To do »
Make an exact copy of the listing below.

Given entries »
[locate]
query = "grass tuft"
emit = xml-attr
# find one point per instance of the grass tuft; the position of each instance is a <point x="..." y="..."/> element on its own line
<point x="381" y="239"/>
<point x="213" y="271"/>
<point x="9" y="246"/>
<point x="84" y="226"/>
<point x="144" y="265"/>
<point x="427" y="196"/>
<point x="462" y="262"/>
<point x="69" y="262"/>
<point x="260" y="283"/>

Task solution »
[locate]
query = "grass tuft"
emit = xml-attr
# find one point per instance of the grass tuft; the position of each instance is a <point x="..." y="..."/> element on its own line
<point x="381" y="239"/>
<point x="213" y="271"/>
<point x="9" y="246"/>
<point x="84" y="226"/>
<point x="144" y="265"/>
<point x="427" y="196"/>
<point x="462" y="262"/>
<point x="69" y="262"/>
<point x="260" y="283"/>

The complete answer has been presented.